Repeat word for word everything in the discussion notes below, from "Brainstorm Discussion notes" down to "might be beneficial.".

--- begin TEXT TO READ ---

Skip to content

Brainstorm Discussion notes

Jakob Borg edited this page Jun 1, 2015 · 4 revisions

This is just random brainstorm/discussion notes which might be relevant in the future.

Public shares and Read/Write access to nodes

 <[0]Jmr> so I was thinking about encryption a bit yesterday, and basically came up with a few ideas which might be beneficial.
<[0]Jmr> first, we could have read/write permissions per device
<[0]Jmr> and getting rid of the master
<[0]Jmr> this way you could have the archiver et al behaviour
<[0]Jmr> everyone is talking about
<[0]Jmr> actually, not even per device, but per device folder combo
<[0]Jmr> this would allow us to use plain AES for encryption but still be able to have read only nodes which have the key, are able to decrypt the data, but if configured correctly, cannot participate in updating the global index
<[0]Jmr> the other thing which came to my mind
<[0]Jmr> given we already have per folder access control sort of (as you have to explicitly share the folder with the given device)
<[0]Jmr> the whole concept of adding devices is a bit redundant, as you can move this form of control a layer up
<[0]Jmr> and just refuse to share anything with a device from the model
<[0]Jmr> so given we accept all devices by default, and just explicitly specify which folders we share with who
<[0]Jmr> we could have a special flag for a folder by marking it public
<[0]Jmr> meaning that it would be provided in ClusterConfig of every node
<[0]Jmr> allowing "public shares"
<[0]Jmr> furthermore, ClusterConfig already has a list of peers which it is sharing the folder with, hence could act as tracker/introducer
<[0]Jmr> making the public share still use p2p for seeding
<calmh> sounds somewhat reasonableish
<calmh> only thing is we are going to deny devices "write" access from the outside, we sort of want the cluster to agree on that
<calmh> i.e. if I'm A and I don't want to allow updates from B
<calmh> then I don't want C to allow updates from B either, because I allow updates from C...
<[0]Jmr> I personally would feel that it's down to the user to make sure he configures that.
<[0]Jmr> Though I agree, for majority of the cases the default behaviour you want is to have a cluster wide consensus
<[0]Jmr> but I am sure someone will some up with some super special scenario where they don't want that to be the case
<calmh> haha for sure
<[0]Jmr> What do you think about the public share bit?
<calmh> it sounds like it could work
<calmh> might need some work ui wise, as adding device + folder + tying them together is annoying just to get access to a public share
<calmh> plus we'll run into the non unique folder name thing, as everyone will call their public folder "public"
<calmh> and it would be nice to connect to a cluster and not a specific device
<calmh> and then we have bittorrent reimplemented :)

--- end TEXT TO READ ---
--- begin DATASET EXCERPTS ---

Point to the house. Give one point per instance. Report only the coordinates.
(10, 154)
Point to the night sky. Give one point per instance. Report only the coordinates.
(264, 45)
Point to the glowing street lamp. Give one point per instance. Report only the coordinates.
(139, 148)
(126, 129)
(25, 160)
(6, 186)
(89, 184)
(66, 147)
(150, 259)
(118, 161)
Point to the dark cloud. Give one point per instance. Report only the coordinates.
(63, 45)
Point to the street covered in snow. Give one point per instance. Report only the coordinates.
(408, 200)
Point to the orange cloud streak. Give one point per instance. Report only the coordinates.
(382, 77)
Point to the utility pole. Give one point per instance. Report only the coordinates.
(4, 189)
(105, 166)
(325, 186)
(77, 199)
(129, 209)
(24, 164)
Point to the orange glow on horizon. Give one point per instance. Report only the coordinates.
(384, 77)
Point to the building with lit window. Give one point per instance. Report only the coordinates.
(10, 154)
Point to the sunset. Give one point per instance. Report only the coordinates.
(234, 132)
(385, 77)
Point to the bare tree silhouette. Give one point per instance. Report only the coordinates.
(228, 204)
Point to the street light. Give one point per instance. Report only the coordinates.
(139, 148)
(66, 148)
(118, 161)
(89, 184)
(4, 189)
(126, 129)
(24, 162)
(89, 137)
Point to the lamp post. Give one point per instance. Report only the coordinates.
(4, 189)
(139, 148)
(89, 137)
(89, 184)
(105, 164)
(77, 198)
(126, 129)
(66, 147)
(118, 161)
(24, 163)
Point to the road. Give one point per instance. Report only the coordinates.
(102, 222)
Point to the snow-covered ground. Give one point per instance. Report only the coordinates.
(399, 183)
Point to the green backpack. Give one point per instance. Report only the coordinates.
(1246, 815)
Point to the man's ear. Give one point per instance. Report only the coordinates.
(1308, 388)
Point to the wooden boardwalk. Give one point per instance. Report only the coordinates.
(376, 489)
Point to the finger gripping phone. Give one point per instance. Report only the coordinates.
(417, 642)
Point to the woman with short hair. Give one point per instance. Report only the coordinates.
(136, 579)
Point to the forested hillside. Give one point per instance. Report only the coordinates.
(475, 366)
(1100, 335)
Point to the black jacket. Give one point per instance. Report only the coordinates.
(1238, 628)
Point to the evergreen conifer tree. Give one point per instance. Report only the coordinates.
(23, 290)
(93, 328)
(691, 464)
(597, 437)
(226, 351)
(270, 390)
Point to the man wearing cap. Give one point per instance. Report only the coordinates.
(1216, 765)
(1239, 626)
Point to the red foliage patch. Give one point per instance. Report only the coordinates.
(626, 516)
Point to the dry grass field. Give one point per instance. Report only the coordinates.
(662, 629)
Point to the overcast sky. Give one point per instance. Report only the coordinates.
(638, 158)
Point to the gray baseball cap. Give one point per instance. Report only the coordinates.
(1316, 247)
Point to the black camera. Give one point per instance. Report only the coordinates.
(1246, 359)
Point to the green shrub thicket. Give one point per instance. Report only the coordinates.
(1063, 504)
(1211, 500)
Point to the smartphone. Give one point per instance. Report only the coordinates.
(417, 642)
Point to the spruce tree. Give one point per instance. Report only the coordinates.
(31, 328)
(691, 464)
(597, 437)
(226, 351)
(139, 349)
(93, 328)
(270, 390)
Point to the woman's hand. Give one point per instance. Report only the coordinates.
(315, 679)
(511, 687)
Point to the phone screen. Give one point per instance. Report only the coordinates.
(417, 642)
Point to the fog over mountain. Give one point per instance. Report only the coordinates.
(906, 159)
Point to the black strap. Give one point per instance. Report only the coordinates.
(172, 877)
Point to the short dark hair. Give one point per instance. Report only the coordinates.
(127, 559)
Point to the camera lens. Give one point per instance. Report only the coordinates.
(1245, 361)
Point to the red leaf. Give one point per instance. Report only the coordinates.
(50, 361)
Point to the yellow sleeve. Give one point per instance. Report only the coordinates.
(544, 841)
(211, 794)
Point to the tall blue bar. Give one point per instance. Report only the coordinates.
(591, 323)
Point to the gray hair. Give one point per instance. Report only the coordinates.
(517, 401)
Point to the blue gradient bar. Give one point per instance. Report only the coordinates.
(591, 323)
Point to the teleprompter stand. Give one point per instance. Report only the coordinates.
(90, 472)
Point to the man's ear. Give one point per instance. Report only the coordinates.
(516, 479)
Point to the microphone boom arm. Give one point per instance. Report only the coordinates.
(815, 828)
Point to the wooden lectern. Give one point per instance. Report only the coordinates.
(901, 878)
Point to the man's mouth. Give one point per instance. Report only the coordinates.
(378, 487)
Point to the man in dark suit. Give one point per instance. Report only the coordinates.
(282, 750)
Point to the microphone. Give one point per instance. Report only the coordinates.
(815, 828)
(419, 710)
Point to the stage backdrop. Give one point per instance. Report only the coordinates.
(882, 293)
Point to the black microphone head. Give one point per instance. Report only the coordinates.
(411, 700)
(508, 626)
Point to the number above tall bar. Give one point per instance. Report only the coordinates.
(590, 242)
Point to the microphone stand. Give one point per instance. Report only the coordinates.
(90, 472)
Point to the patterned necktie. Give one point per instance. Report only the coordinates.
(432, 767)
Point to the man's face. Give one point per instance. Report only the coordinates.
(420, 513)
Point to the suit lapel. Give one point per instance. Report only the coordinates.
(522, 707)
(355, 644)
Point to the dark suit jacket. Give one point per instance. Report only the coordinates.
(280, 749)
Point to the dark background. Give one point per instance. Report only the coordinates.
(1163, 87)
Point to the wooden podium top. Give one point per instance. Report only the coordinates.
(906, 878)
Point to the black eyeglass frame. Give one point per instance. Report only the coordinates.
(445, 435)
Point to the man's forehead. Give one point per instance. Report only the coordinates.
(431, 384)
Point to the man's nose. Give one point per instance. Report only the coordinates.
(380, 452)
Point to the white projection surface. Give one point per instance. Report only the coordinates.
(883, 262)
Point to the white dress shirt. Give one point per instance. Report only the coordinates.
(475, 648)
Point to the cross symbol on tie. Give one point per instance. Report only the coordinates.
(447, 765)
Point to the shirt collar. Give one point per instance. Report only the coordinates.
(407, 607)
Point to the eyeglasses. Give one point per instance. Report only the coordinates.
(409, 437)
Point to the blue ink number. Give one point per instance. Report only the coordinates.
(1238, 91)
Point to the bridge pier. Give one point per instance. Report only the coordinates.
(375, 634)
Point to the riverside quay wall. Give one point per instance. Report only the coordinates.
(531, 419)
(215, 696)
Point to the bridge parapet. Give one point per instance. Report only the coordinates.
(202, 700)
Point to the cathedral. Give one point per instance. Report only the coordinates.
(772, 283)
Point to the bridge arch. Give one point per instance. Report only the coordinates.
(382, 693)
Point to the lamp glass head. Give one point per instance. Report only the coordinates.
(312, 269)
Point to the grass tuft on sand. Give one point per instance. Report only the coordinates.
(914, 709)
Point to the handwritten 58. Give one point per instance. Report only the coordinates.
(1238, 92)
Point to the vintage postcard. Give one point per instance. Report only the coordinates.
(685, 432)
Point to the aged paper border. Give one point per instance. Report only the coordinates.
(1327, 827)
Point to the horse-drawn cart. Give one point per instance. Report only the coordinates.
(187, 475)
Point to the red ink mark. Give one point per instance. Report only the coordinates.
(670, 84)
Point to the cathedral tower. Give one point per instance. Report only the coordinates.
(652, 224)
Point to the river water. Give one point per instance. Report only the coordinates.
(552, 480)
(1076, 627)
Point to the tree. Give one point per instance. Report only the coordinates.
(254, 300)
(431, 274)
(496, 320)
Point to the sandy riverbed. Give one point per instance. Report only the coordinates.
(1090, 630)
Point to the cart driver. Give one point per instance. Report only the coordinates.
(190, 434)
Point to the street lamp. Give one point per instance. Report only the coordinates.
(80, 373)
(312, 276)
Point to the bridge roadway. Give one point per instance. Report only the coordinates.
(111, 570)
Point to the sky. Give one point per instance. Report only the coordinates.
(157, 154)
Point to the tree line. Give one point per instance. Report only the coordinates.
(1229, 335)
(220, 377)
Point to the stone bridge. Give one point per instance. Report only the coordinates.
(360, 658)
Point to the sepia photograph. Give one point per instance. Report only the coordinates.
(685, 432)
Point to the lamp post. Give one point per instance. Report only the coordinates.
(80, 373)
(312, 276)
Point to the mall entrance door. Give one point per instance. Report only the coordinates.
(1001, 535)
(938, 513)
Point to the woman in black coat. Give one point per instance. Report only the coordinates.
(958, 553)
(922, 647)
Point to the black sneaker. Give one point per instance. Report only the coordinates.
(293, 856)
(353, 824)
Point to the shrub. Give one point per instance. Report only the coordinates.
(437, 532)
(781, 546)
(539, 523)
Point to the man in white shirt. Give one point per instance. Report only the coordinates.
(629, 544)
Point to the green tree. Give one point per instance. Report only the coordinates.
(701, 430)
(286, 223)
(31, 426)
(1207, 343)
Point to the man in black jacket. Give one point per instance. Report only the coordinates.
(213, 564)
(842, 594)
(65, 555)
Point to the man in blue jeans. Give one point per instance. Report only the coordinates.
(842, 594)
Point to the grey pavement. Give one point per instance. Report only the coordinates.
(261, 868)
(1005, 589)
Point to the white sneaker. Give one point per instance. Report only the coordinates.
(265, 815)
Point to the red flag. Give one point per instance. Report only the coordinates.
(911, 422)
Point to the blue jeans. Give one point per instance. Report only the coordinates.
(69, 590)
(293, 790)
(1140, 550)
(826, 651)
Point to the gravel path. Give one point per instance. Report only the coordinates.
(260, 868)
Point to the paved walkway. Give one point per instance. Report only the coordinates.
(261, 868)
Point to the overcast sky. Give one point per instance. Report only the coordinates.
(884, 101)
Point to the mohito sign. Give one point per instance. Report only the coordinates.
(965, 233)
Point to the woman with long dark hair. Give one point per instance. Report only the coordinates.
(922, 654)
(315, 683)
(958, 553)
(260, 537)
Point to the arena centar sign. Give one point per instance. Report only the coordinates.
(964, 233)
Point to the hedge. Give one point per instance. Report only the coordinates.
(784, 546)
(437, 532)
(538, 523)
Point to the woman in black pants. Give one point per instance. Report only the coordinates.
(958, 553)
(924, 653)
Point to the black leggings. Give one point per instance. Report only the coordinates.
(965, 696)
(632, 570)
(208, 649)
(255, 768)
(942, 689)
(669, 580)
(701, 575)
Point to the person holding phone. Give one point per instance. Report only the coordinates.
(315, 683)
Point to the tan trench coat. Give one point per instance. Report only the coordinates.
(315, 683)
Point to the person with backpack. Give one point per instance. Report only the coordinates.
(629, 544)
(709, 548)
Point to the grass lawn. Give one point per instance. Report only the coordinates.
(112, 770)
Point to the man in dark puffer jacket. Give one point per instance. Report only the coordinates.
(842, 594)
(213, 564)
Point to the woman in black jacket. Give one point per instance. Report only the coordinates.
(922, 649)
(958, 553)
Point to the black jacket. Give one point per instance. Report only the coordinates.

--- end DATASET EXCERPTS ---

→ **WRITTEN RESPONSE**
Brainstorm Discussion notes

Jakob Borg edited this page Jun 1, 2015 · 4 revisions

This is just random brainstorm/discussion notes which might be relevant in the future.

Public shares and Read/Write access to nodes

 <[0]Jmr> so I was thinking about encryption a bit yesterday, and basically came up with a few ideas which might be beneficial.